**Image point grounding data**
===

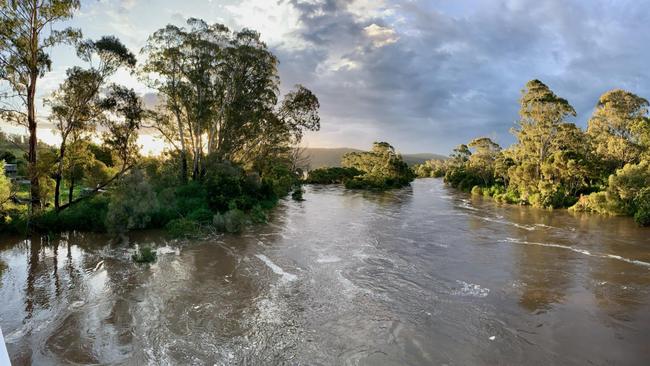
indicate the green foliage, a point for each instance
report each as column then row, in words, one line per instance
column 382, row 168
column 332, row 175
column 233, row 221
column 258, row 215
column 642, row 203
column 182, row 228
column 297, row 193
column 87, row 215
column 5, row 190
column 619, row 129
column 132, row 203
column 201, row 215
column 431, row 169
column 144, row 255
column 556, row 164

===

**YOUR INSTRUCTIONS**
Print all entries exactly. The images do not belong in the copy.

**ANSWER BOX**
indicate the green foliage, a point for each instance
report each as column then row, in words, one line per instance
column 382, row 168
column 332, row 175
column 233, row 221
column 258, row 215
column 642, row 203
column 182, row 228
column 297, row 193
column 87, row 215
column 5, row 190
column 619, row 129
column 132, row 203
column 201, row 215
column 431, row 169
column 144, row 255
column 556, row 164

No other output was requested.